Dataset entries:

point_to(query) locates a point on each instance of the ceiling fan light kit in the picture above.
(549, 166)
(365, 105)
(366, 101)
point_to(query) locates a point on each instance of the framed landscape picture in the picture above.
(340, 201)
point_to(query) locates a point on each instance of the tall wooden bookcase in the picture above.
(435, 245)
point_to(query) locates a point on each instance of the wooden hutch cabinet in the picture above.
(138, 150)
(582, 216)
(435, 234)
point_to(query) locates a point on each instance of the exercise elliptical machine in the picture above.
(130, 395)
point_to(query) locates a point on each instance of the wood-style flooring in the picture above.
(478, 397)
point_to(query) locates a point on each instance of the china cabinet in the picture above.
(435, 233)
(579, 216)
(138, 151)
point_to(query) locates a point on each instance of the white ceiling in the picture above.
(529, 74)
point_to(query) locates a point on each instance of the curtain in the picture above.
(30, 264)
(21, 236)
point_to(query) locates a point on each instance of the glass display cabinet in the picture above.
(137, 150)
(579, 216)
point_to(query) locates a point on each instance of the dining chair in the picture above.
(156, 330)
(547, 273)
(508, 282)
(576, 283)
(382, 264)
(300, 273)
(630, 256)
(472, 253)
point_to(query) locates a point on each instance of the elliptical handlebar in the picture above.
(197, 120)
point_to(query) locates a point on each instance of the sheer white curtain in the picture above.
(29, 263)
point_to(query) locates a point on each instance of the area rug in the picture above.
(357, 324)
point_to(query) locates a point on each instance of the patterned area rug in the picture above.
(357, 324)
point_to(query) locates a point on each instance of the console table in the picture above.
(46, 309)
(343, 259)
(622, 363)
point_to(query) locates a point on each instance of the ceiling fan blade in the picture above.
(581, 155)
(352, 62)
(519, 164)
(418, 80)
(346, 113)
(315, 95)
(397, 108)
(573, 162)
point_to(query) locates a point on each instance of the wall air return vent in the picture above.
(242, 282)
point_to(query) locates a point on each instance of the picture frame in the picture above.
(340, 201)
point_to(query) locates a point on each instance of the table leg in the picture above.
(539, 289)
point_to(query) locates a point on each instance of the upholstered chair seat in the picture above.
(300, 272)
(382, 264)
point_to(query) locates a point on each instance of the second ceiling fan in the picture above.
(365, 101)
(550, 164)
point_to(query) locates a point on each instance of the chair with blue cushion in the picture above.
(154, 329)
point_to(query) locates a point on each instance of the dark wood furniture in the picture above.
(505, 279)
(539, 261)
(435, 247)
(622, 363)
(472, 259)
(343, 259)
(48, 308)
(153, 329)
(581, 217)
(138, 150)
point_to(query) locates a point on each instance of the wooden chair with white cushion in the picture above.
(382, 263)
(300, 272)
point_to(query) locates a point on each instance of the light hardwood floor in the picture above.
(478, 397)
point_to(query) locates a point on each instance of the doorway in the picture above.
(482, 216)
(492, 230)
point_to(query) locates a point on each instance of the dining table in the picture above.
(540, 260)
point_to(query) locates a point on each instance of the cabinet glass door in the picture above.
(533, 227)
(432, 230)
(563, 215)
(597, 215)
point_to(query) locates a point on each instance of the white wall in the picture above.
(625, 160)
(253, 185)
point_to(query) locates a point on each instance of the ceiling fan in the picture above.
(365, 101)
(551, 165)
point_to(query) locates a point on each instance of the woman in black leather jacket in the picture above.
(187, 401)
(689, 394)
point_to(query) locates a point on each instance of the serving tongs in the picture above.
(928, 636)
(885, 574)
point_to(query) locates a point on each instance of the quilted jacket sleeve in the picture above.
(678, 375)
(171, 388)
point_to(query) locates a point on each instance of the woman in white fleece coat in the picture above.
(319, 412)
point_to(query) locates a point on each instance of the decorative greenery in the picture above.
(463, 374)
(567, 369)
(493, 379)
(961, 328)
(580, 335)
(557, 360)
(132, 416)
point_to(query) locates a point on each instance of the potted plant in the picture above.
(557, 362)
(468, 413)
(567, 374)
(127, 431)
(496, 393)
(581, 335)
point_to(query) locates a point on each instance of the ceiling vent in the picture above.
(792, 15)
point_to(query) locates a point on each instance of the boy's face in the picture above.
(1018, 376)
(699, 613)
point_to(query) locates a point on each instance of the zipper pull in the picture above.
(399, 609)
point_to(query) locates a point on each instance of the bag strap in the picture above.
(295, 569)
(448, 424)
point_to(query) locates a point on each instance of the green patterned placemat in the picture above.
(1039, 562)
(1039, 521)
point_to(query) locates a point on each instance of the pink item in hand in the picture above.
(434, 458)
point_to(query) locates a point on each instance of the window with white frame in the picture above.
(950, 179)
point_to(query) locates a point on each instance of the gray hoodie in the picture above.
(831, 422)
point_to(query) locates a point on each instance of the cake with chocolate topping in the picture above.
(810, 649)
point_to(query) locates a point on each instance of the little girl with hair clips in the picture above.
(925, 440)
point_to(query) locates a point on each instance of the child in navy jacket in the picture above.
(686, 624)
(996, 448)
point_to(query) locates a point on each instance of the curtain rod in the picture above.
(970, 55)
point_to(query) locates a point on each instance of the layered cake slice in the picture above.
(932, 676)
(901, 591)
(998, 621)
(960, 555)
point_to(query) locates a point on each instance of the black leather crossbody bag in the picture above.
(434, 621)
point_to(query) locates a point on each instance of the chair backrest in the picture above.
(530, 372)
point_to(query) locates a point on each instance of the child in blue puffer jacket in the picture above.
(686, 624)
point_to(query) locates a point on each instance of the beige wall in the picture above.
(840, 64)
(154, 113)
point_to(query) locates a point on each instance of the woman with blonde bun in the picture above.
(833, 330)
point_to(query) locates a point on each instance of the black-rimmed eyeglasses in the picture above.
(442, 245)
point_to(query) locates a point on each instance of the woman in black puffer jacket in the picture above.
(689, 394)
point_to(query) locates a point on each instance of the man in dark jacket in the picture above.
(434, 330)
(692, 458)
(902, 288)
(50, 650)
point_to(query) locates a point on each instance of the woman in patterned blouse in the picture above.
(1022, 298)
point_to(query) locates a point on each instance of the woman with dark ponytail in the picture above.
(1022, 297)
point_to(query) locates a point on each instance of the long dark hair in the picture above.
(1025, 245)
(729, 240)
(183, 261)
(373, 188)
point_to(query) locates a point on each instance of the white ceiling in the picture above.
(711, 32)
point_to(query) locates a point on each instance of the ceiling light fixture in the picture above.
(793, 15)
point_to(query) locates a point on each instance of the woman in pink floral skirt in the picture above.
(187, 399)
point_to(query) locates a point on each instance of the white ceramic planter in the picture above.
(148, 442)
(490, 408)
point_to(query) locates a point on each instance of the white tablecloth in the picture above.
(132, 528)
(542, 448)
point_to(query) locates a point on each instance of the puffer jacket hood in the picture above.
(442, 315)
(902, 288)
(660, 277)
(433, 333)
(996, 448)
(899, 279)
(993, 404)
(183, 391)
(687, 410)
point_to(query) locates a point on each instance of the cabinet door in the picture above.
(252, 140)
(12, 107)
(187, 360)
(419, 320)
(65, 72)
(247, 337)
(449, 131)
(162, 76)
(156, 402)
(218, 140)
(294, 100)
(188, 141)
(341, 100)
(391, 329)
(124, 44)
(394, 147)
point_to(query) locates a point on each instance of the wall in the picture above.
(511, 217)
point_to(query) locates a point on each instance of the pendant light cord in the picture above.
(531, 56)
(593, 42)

_Exercise goal_
Reproduce, please, every line of the records above without alteration.

_Answer space_
point_to(query) locates a point on each instance of the ceiling fan light kit in the picture above.
(549, 166)
(365, 105)
(366, 101)
point_to(query) locates a point on each instance of the framed landscape picture in the picture above.
(340, 201)
point_to(query) locates a point on each instance of the tall wooden bookcase in the picture above.
(435, 245)
point_to(query) locates a point on each instance of the wooden hutch cabinet in the picture above.
(138, 150)
(582, 216)
(435, 234)
point_to(query) locates a point on each instance of the exercise elliptical machine in the picture above.
(130, 395)
point_to(query) locates a point on each instance of the wood-style flooring in the picture above.
(478, 397)
point_to(query) locates a point on each instance of the china cabinet in the picture above.
(435, 233)
(579, 216)
(138, 151)
point_to(query) locates a point on each instance of the white ceiling in the picture above.
(529, 74)
point_to(query) locates a point on each instance of the curtain in the picture above.
(30, 264)
(21, 236)
point_to(query) locates a point on each instance of the glass display cabinet in the picture above.
(137, 150)
(579, 216)
point_to(query) locates a point on each instance of the dining chair in the picture above.
(156, 330)
(547, 273)
(508, 282)
(576, 283)
(382, 264)
(300, 273)
(630, 256)
(472, 253)
point_to(query) locates a point on each instance of the elliptical handlebar in the picture above.
(197, 120)
point_to(query) locates a point on each instance of the sheer white curtain in the picture above.
(29, 263)
point_to(query) locates a point on each instance of the area rug in the picture above.
(357, 324)
point_to(query) locates a point on each instance of the patterned area rug in the picture above.
(357, 324)
point_to(query) locates a point on each instance of the console table in the picture above.
(46, 309)
(343, 259)
(622, 363)
point_to(query) locates a point on each instance of the ceiling fan blade in the picture above.
(581, 155)
(352, 62)
(519, 164)
(418, 80)
(346, 113)
(315, 95)
(397, 108)
(573, 162)
point_to(query) locates a point on each instance of the wall air return vent in the picture above.
(242, 282)
point_to(query) locates a point on each instance of the picture frame in the picture above.
(340, 201)
point_to(query) locates a point on each instance of the table leg in the picture above.
(539, 289)
point_to(query) locates a point on each instance of the upholstered chair seat in the picture above.
(300, 272)
(382, 264)
point_to(query) locates a point on each instance of the second ceiling fan in the picture above.
(365, 101)
(550, 164)
point_to(query) locates a point on each instance of the chair with blue cushion in the picture above.
(154, 329)
point_to(query) locates a point on each instance of the dark wood furniture in the picture above.
(505, 279)
(539, 261)
(435, 247)
(622, 363)
(472, 259)
(343, 259)
(48, 308)
(153, 329)
(581, 217)
(138, 150)
point_to(query) locates a point on each instance of the wooden chair with white cushion in the picture above.
(382, 263)
(300, 272)
point_to(query) locates a point on each instance of the light hardwood floor in the picture above.
(478, 397)
point_to(query) locates a point on each instance of the doorway in the picture above.
(482, 216)
(492, 230)
point_to(query) locates a point on each instance of the dining table in the picture above.
(540, 260)
point_to(query) locates a point on each instance of the cabinet glass door in the picture above.
(533, 227)
(432, 230)
(563, 215)
(597, 215)
point_to(query) locates a point on each instance of the white wall in the picture above.
(625, 160)
(253, 185)
point_to(query) locates a point on each instance of the ceiling fan in the picture above.
(365, 101)
(551, 165)
point_to(query) locates a point on each instance of the woman in black leather jacket in the picture above.
(187, 401)
(689, 394)
point_to(query) locates a point on each instance of the serving tongs in the picture above.
(928, 636)
(885, 574)
point_to(query) locates a point on each instance of the quilted jacket sleeve in the picture above.
(678, 375)
(171, 388)
point_to(query) locates a point on each instance of the woman in white fleece coat in the picture above.
(319, 412)
point_to(query) locates a point on each instance of the decorative greenery in the picture above.
(463, 374)
(567, 369)
(493, 379)
(961, 328)
(580, 335)
(557, 360)
(132, 416)
point_to(query) locates a point on each instance of the potted plant in the picture above.
(557, 362)
(468, 413)
(567, 374)
(127, 431)
(496, 393)
(581, 335)
point_to(query) locates a point on each instance of the ceiling vent in the picture above.
(792, 15)
point_to(query) locates a point on each instance of the boy's face in the picture above.
(1018, 376)
(699, 613)
point_to(query) locates a point on each instance of the zipper pull in the picture above.
(399, 609)
point_to(query) locates a point on each instance of the bag strap in the picture above.
(295, 569)
(448, 424)
point_to(query) locates a point on each instance of the green patterned placemat in the picture above.
(1039, 562)
(1039, 521)
point_to(query) locates a point on each instance of the pink item in hand in the picture above.
(434, 458)
point_to(query) locates a point on each instance of the window with white frame in the picture above.
(950, 179)
point_to(query) locates a point on each instance of the gray hoodie in the picture above.
(831, 422)
point_to(query) locates a point on each instance of the cake with chocolate topping in the picture above.
(810, 649)
point_to(query) locates a point on each instance of the little girl with hair clips in the picture above.
(925, 440)
point_to(query) locates a point on each instance of the child in navy jacket in the picture above.
(686, 624)
(996, 448)
point_to(query) locates a point on each instance of the curtain rod in the picture above.
(970, 55)
point_to(query) locates a point on each instance of the layered cake slice in the picture above.
(932, 676)
(901, 591)
(998, 621)
(960, 555)
point_to(query) locates a point on each instance of the black leather crossbody bag in the picture above.
(434, 621)
point_to(query) locates a point on each instance of the chair backrest in the picture above.
(530, 372)
point_to(query) locates a point on each instance of the child in blue puffer jacket in the picture above.
(686, 624)
point_to(query) locates a point on each instance of the beige wall in the picture above.
(840, 64)
(154, 113)
point_to(query) locates a point on each instance of the woman with blonde bun in the picture above.
(833, 330)
point_to(query) locates a point on each instance of the black-rimmed eyeglasses in the picture above.
(442, 245)
point_to(query) locates a point on each instance of the woman in black puffer jacket in the picture above.
(689, 394)
point_to(query) locates a point on each instance of the man in dark jacket in the picture above.
(434, 330)
(692, 458)
(902, 288)
(50, 650)
point_to(query) locates a point on each instance of the woman in patterned blouse in the picture above.
(1022, 298)
point_to(query) locates a point on each instance of the woman with dark ponytail in the picture above.
(1022, 297)
point_to(query) locates a point on each instance of the long dark hair in the picture above.
(1025, 245)
(729, 240)
(183, 261)
(373, 188)
point_to(query) locates a point on each instance of the white ceiling in the picture above.
(711, 32)
point_to(query) locates a point on each instance of the ceiling light fixture in the picture above.
(793, 15)
point_to(query) locates a point on each instance of the woman in pink floral skirt in the picture above.
(187, 399)
point_to(query) locates a point on each instance of the white ceramic planter in the picture above.
(148, 442)
(490, 408)
point_to(query) locates a point on each instance of the white tablecloth in the picture above.
(132, 528)
(542, 448)
point_to(query) locates a point on each instance of the puffer jacket hood in the picture above.
(442, 315)
(902, 288)
(660, 277)
(433, 333)
(996, 448)
(899, 279)
(993, 404)
(183, 391)
(687, 410)
point_to(query) locates a point on each instance of the cabinet door in the picture above.
(252, 140)
(12, 107)
(187, 360)
(419, 320)
(65, 72)
(247, 337)
(449, 131)
(162, 76)
(156, 402)
(218, 140)
(294, 100)
(188, 141)
(341, 100)
(391, 329)
(124, 44)
(394, 147)
point_to(query) locates a point on each instance of the wall in the picture above.
(511, 217)
point_to(query) locates a point on each instance of the pendant light cord in the picture above.
(531, 56)
(593, 42)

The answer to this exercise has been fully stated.